EXTRACT PROVIDED —
______________________________
Distantly droning horns round off the sunscape, with the following Goddess Of Love (X-Tabai) relying on the exactly same mood which gets even more saturated, blissful and joyful due to the beautiful harp creeks, technicolor strings as well as the great interplay between the aqueous click-heavy percussion and the similarly moist double bass vesicles in midtempo ranges. A thin yet piercing accordion segment on the right speaker is the only bucolic and questionable ingredient, but it does not degrade the flawless fluxion in the slightest. Side A ends with an ethereal blast.

 

Side B is equally successful and offers a string of magnificently good-natured – if also increasingly chintzy – compositions. The simply delightful House Of Pleasure (Tampu-Anca) is one of the most peaceful, pastel-colored works, establishes a Far Eastern mélange of entangled choir layers, but injects a prominently galloping percussion frame to the transfiguring brass drops and uplifting harp aortas. The second section sees the vigor of the timpani increase as the melody becomes more Asian than before due to traces of pentatonic tone sequences caused by the interlocution of the strings and reeds. House Of Pleasure ends with a grandiose Chinese gong and encapsulates all the promiscuous thoughts one might possibly have in hindsight of the track title.
______________________________
EXERCISE INSTRUCTIONS —
1. Summarize the review in two sentences.
2. Print the review from "Distantly droning horns" to "an ethereal blast.".
3. Answer these questions using the review:
(a) Which instrument's segment on the right speaker is called the only bucolic and questionable ingredient of Goddess Of Love?
(b) How does Side A end?
(c) What sound closes House Of Pleasure?

(Excerpts of location labeling data)
______________________________
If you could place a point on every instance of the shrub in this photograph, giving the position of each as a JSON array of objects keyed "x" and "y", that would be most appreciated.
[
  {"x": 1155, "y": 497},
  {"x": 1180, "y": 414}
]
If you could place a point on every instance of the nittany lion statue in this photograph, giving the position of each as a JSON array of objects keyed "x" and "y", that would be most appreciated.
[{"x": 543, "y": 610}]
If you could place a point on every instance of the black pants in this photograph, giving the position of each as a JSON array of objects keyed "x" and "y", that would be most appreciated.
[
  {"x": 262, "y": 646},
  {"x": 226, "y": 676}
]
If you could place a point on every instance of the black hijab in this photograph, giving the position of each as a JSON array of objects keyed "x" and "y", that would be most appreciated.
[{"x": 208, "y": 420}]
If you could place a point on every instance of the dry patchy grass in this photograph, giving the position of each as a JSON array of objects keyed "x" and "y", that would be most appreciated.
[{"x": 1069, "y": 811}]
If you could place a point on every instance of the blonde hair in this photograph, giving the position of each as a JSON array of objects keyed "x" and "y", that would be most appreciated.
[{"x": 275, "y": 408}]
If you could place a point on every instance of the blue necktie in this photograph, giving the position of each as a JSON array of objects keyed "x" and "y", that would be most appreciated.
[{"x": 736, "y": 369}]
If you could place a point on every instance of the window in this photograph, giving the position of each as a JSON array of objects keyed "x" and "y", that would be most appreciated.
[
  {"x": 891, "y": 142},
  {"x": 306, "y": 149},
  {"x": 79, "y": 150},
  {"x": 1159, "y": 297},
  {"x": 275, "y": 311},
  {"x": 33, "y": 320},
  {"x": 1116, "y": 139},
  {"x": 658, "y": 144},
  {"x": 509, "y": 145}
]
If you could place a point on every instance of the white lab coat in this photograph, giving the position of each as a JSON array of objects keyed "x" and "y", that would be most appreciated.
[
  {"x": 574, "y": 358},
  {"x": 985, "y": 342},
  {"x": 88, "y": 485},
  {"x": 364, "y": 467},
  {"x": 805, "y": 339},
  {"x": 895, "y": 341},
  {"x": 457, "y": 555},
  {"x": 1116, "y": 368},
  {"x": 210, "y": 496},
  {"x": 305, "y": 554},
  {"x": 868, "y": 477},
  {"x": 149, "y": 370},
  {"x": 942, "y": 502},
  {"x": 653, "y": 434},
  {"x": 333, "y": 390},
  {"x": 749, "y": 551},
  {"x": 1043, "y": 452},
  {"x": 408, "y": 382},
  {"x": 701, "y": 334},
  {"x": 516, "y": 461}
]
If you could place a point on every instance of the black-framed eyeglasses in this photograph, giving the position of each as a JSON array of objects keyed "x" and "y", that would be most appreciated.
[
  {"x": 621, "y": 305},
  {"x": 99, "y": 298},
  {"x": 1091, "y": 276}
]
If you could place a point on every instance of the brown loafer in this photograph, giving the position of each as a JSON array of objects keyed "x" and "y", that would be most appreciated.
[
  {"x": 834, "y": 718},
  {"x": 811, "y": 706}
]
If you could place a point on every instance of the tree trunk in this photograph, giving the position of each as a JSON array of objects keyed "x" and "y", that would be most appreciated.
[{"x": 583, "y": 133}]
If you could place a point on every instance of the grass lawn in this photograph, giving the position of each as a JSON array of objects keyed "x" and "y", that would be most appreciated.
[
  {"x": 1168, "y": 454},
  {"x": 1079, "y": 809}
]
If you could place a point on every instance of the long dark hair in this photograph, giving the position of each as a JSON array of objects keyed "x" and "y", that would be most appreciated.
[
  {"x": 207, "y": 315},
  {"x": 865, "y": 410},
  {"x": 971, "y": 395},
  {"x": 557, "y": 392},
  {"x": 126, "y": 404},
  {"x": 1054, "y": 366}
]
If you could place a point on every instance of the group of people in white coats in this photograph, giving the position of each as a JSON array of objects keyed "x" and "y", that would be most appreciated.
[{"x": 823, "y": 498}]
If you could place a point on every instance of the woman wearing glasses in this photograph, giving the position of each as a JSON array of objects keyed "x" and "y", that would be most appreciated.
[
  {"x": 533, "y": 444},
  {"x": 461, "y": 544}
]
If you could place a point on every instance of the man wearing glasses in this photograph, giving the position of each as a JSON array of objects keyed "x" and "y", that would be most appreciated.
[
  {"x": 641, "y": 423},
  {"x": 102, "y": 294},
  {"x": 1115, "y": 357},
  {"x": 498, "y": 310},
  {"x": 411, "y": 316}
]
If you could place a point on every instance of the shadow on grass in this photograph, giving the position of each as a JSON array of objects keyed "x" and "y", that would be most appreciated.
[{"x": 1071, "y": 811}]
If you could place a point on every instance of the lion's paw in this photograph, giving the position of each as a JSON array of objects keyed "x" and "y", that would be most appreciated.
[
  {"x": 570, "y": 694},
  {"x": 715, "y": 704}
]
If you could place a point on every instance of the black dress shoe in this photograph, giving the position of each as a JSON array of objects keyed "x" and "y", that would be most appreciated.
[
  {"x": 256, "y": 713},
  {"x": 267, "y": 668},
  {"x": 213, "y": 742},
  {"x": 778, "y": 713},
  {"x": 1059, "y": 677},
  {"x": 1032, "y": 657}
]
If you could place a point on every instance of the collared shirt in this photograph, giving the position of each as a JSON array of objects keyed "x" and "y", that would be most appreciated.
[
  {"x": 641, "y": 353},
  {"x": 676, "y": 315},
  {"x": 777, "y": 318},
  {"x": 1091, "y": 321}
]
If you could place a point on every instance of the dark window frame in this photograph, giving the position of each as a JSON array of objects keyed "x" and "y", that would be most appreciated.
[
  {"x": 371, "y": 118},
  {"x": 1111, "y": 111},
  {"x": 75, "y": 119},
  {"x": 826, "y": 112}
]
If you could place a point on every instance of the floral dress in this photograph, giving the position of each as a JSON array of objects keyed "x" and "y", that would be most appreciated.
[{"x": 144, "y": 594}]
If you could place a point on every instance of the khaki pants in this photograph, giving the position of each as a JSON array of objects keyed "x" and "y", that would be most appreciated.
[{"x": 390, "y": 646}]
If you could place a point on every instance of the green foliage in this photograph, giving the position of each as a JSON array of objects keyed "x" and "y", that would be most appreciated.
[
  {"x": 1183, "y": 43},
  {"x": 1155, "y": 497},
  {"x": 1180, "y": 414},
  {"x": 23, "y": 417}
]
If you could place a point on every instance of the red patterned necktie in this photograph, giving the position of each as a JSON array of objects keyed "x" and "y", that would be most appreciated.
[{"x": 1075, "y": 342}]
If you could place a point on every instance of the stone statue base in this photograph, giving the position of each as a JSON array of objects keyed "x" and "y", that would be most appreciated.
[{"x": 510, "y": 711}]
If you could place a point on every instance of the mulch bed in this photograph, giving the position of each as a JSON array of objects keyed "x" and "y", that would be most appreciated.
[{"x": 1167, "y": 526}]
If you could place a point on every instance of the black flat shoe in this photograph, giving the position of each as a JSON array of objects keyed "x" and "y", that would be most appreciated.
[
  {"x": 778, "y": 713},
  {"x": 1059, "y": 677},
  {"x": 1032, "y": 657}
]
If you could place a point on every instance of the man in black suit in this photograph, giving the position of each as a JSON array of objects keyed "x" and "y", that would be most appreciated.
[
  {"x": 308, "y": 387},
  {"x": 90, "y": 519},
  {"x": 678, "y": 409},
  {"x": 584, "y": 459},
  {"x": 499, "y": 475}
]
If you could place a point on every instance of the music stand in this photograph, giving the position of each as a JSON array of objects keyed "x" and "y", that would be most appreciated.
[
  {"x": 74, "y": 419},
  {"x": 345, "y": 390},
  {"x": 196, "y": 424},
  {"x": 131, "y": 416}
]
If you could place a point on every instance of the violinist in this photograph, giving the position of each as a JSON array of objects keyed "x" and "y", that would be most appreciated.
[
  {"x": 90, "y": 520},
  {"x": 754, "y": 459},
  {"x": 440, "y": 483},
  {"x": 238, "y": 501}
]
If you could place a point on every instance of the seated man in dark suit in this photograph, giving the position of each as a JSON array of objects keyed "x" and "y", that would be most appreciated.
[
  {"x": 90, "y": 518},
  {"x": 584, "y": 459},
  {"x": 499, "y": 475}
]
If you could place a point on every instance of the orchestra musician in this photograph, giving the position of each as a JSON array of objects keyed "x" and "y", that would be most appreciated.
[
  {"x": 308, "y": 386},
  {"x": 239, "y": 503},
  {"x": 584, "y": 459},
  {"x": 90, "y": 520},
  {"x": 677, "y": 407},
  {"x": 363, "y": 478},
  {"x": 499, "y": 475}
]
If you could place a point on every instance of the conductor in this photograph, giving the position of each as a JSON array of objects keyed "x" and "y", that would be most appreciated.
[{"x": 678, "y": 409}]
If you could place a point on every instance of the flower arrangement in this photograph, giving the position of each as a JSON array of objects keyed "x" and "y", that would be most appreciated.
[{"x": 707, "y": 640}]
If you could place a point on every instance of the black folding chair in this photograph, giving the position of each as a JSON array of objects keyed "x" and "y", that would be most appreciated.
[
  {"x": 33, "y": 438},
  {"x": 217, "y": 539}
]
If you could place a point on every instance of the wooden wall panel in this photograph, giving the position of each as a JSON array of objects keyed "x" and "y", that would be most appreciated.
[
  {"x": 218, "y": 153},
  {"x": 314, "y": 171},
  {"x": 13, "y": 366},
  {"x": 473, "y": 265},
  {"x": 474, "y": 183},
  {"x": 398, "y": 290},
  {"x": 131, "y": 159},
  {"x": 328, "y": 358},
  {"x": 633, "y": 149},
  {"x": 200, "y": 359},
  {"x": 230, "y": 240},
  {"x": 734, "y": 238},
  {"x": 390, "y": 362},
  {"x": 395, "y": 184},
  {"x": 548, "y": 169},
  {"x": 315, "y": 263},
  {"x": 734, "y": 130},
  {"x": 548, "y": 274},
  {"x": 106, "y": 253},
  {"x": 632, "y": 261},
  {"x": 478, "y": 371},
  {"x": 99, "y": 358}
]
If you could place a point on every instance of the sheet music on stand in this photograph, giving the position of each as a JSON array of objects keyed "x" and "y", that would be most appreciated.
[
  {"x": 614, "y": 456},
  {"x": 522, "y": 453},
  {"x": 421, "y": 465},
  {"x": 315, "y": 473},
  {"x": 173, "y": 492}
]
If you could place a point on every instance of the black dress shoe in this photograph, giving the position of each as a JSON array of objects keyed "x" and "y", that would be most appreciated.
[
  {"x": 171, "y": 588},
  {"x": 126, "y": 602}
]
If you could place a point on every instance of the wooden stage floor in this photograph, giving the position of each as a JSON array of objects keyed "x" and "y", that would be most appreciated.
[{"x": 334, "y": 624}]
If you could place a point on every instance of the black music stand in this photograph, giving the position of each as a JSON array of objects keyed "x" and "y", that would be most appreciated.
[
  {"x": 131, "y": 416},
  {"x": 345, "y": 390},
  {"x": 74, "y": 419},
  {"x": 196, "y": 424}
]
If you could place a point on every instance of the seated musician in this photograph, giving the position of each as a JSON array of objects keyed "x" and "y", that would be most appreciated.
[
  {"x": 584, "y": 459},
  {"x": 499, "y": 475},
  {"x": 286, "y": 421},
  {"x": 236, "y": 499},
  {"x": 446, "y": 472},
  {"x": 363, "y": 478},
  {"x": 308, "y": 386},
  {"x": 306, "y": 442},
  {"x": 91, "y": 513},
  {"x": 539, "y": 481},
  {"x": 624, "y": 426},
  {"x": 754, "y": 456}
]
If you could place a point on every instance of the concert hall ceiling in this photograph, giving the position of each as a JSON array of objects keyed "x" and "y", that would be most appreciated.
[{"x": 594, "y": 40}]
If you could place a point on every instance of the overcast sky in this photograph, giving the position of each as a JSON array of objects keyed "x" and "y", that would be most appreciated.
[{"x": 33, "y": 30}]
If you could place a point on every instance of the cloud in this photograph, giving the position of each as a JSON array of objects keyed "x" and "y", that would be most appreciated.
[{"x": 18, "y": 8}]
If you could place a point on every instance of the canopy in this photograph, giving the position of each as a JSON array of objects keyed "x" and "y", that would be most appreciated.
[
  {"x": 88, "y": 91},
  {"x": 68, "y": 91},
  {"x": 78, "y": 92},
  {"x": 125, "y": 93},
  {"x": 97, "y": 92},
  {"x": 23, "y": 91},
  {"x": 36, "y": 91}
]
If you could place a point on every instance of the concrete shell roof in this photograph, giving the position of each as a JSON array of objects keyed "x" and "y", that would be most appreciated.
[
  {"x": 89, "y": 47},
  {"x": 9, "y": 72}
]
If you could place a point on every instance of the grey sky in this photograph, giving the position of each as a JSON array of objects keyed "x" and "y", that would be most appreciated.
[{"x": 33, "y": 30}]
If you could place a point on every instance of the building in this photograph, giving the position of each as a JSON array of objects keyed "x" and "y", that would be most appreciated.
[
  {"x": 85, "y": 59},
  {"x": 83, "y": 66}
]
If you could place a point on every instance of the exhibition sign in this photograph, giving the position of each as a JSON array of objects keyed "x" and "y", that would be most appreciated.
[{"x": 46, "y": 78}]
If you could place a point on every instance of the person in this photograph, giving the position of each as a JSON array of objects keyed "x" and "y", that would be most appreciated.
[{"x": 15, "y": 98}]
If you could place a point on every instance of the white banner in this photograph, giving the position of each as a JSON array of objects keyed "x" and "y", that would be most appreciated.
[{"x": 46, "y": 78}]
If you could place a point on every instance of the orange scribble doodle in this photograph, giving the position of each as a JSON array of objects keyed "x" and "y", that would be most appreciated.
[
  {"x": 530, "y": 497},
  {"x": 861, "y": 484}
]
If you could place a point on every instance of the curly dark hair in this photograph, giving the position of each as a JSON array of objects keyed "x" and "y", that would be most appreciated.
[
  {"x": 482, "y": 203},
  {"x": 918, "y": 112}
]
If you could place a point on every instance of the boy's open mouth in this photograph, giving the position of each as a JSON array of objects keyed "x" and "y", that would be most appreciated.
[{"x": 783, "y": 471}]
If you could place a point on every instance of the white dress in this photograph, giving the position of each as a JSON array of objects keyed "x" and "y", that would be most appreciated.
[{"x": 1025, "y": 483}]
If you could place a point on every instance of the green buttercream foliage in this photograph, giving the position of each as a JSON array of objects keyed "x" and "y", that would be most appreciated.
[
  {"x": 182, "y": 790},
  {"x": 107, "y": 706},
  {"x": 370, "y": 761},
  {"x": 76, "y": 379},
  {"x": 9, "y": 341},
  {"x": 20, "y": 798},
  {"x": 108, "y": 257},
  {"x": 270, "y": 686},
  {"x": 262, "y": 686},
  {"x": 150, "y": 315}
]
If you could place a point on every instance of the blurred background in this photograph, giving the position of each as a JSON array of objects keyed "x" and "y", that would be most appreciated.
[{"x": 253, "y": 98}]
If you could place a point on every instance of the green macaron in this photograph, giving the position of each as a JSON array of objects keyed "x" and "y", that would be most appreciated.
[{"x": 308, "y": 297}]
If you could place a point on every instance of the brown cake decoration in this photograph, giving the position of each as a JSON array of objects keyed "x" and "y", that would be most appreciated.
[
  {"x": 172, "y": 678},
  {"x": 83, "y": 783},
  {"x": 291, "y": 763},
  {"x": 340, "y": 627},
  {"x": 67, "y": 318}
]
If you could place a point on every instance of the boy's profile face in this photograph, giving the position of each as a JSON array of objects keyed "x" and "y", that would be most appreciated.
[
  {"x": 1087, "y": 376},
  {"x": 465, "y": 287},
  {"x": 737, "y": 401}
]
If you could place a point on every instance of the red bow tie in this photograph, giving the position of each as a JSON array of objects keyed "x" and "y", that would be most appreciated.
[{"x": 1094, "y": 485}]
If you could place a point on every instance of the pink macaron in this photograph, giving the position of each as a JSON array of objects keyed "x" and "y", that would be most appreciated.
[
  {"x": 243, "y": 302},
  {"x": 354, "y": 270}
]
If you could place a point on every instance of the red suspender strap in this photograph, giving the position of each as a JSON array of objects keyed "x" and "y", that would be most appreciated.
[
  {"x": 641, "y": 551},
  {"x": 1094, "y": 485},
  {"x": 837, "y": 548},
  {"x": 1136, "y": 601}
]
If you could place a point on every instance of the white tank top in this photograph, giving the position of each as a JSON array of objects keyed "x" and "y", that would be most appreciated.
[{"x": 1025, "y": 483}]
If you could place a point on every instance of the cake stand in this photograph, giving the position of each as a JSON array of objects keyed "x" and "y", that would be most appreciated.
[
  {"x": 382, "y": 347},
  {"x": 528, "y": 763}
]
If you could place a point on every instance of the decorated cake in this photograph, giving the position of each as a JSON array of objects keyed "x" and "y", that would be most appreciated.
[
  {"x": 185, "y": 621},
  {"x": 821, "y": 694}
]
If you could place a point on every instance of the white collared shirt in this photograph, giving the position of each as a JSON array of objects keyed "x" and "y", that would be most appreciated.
______________________________
EXERCISE ANSWERS —
1. The track Goddess Of Love (X-Tabai) keeps the same mood and enriches it with harp, strings, and interplay between percussion and double bass, and a thin accordion segment is its only questionable ingredient. Side B is equally successful, and its peaceful House Of Pleasure (Tampu-Anca) layers choirs over galloping percussion, grows more Asian in its second section, and ends with a grandiose Chinese gong.

2.
Distantly droning horns round off the sunscape, with the following Goddess Of Love (X-Tabai) relying on the exactly same mood which gets even more saturated, blissful and joyful due to the beautiful harp creeks, technicolor strings as well as the great interplay between the aqueous click-heavy percussion and the similarly moist double bass vesicles in midtempo ranges. A thin yet piercing accordion segment on the right speaker is the only bucolic and questionable ingredient, but it does not degrade the flawless fluxion in the slightest. Side A ends with an ethereal blast.

3.
(a) The accordion.
(b) With an ethereal blast.
(c) A grandiose Chinese gong.